►
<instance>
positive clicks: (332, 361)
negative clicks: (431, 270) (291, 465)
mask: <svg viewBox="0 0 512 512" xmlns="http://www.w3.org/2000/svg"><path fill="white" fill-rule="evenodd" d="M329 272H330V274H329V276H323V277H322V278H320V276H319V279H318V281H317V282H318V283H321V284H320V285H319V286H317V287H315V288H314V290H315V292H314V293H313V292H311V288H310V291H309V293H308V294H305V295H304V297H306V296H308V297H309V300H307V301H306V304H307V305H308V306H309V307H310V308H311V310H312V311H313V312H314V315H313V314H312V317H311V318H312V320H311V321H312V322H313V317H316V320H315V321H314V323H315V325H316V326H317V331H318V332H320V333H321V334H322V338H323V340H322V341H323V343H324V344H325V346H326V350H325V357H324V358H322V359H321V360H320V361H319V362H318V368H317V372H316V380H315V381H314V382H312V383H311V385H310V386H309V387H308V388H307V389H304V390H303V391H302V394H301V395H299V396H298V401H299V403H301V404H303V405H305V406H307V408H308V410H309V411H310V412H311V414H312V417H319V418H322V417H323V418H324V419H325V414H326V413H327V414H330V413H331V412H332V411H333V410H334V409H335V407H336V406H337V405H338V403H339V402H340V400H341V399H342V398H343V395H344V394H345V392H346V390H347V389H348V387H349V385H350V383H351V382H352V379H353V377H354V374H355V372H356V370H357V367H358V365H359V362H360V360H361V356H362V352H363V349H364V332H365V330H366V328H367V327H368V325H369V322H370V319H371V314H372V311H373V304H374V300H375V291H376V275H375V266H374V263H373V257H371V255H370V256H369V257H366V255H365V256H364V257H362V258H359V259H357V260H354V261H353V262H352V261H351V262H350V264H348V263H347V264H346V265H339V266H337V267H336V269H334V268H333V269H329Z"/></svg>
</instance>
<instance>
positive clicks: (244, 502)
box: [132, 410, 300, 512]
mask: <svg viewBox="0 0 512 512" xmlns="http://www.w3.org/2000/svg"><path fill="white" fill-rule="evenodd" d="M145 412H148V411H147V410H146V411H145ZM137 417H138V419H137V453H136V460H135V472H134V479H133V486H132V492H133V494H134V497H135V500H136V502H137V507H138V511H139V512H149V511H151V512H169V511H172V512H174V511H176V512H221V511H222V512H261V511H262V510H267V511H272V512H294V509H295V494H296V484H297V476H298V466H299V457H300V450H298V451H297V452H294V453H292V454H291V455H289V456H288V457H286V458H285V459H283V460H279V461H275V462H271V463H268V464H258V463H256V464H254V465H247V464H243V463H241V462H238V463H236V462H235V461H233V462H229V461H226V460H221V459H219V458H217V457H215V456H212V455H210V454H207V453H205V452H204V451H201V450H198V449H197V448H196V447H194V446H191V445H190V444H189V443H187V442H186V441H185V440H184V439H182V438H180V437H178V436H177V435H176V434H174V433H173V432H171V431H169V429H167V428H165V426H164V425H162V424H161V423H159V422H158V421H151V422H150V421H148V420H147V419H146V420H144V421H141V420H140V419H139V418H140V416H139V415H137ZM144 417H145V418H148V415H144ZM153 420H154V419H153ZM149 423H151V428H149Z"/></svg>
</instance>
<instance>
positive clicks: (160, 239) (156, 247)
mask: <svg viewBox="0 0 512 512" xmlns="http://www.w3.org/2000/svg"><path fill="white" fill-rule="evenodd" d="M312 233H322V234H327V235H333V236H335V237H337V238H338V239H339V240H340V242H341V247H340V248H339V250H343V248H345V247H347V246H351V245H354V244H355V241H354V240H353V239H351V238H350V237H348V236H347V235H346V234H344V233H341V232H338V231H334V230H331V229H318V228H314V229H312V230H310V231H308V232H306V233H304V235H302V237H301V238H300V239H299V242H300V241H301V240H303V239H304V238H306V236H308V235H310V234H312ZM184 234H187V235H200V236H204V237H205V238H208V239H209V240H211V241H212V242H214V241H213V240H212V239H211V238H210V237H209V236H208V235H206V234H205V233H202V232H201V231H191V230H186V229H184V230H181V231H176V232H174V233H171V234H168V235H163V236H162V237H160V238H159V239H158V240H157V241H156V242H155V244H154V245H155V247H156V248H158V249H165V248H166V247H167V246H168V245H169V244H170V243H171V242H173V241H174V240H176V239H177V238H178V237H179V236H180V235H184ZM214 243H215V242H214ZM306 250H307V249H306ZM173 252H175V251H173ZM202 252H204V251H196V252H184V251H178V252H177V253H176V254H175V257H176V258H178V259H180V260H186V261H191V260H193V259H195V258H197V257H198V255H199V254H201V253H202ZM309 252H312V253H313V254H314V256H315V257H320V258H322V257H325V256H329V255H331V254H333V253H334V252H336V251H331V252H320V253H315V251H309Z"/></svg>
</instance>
◄
REQUIRED ACTION: With "clicks" as the string to find, copy every line of the records that holds it.

FINISHED TASK:
positive clicks: (332, 361)
negative clicks: (431, 270) (291, 465)
positive clicks: (244, 502)
positive clicks: (160, 239) (156, 247)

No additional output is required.